Excerpted data
+ + +
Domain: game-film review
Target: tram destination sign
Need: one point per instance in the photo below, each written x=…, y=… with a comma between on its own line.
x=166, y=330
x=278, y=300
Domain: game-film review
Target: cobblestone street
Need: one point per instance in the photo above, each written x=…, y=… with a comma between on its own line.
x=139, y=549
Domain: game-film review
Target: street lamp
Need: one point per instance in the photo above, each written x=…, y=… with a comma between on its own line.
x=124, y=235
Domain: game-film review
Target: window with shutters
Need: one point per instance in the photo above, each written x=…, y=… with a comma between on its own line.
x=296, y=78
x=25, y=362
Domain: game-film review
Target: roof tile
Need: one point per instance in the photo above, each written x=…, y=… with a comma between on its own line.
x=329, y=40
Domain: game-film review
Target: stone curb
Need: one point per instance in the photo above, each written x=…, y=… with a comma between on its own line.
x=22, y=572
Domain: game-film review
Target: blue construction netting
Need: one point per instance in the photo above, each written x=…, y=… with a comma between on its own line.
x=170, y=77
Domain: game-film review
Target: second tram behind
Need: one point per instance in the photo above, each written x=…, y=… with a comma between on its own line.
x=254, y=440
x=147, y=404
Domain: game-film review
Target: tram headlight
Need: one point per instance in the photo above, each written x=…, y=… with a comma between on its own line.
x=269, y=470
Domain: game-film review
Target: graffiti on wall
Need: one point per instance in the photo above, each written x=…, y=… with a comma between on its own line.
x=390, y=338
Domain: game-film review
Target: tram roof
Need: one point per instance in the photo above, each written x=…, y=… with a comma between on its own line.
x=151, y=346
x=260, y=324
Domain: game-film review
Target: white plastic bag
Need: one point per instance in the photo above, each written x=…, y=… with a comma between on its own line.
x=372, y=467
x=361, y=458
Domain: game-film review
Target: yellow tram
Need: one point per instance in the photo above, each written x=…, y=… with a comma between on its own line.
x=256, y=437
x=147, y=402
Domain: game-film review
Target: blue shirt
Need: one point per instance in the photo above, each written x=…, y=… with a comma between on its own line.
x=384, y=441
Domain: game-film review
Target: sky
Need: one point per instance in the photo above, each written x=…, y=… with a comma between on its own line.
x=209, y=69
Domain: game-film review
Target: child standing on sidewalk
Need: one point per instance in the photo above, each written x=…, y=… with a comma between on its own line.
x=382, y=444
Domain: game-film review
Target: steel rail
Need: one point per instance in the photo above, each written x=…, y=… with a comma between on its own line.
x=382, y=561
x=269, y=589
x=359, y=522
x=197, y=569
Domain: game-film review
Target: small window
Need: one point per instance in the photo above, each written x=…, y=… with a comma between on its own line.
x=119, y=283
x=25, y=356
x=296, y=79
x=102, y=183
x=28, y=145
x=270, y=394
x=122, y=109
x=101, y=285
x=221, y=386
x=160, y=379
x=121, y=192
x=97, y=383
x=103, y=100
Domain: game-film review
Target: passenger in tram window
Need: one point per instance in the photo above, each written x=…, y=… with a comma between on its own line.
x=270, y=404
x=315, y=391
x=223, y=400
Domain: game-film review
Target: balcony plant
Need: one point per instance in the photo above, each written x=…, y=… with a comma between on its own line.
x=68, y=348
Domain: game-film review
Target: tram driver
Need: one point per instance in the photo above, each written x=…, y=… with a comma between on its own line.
+ + +
Short problem
Copy all of the data above word for word, with nothing changed.

Answer in full
Domain: game-film review
Target: tram destination sign
Need: one point per instance in the photo below, each written x=…, y=… with a comma between on its own line.
x=166, y=330
x=278, y=300
Domain: game-film review
Target: cobblestone street
Need: one point per instance in the photo above, each written x=…, y=… with a comma between on its own line.
x=139, y=549
Domain: game-film review
Target: street lamp
Need: one point per instance in the photo above, each written x=…, y=… with a comma between on its own line.
x=124, y=235
Domain: game-film review
Target: window with shutters
Need: one point per instance in the photo above, each written x=…, y=… with a comma between on its own line.
x=296, y=78
x=25, y=362
Domain: game-film review
Target: roof tile
Need: one point per instance in the photo above, each written x=…, y=… with a comma between on its own line.
x=329, y=40
Domain: game-film review
Target: stone curb
Need: one point per instance in the photo above, each written x=…, y=… with a comma between on its own line.
x=22, y=572
Domain: game-film review
Target: blue construction netting
Need: one point per instance in the photo above, each written x=…, y=… with a comma between on its own line.
x=170, y=77
Domain: game-film review
Target: second tram behind
Need: one point per instance in the photo above, each written x=…, y=… with a comma between on its own line.
x=254, y=440
x=147, y=404
Domain: game-film review
Target: tram headlight
Need: one point per instance in the photo above, each written x=…, y=… with a comma between on its own line.
x=269, y=470
Domain: game-film review
Target: graffiti on wall
Need: one point per instance in the photo above, each written x=…, y=… with a comma between on its own line.
x=390, y=338
Domain: game-film review
Target: tram roof
Need: one point per instance in the photo above, each written x=…, y=… with a comma between on its own line.
x=151, y=346
x=260, y=324
Domain: game-film review
Target: white plastic bag
Need: one point per instance in the photo above, each written x=…, y=… with a comma between on its own line.
x=372, y=467
x=361, y=458
Domain: game-film review
Target: yellow tram
Need: one point per instance in the photo above, each written x=…, y=… with a comma between on its own line.
x=256, y=437
x=147, y=402
Domain: game-film review
Target: blue shirt
Need: one point per instance in the photo above, each written x=…, y=… with a comma between on its own line.
x=384, y=441
Domain: game-film review
Target: sky
Need: one point per instance in the photo above, each written x=…, y=… with a comma between on its own line.
x=209, y=69
Domain: game-film review
Target: child standing on sidewalk
Need: one point per instance in the photo above, each written x=…, y=… with a comma between on its own line.
x=382, y=444
Domain: game-film review
Target: steel rail
Need: one point per instance in the photo above, each written x=…, y=… with a comma between on its own line.
x=382, y=561
x=269, y=589
x=359, y=522
x=197, y=569
Domain: game-film review
Target: small window
Need: one point per instance in the photo above, each written x=…, y=… with a comma between on its own line.
x=119, y=283
x=25, y=356
x=296, y=79
x=102, y=183
x=28, y=145
x=270, y=394
x=122, y=109
x=101, y=285
x=221, y=386
x=160, y=379
x=121, y=192
x=97, y=383
x=103, y=100
Domain: game-film review
Target: passenger in tram window
Need: one point per instance in the photo above, each written x=…, y=… with a comma between on its own line.
x=270, y=404
x=315, y=391
x=223, y=400
Domain: game-film review
Target: balcony plant
Need: one point per instance in the photo above, each written x=…, y=… with a comma between on its own line.
x=68, y=348
Domain: game-film review
Target: tram driver
Need: one point per instance in the photo above, each written x=…, y=… with a comma between on its own line.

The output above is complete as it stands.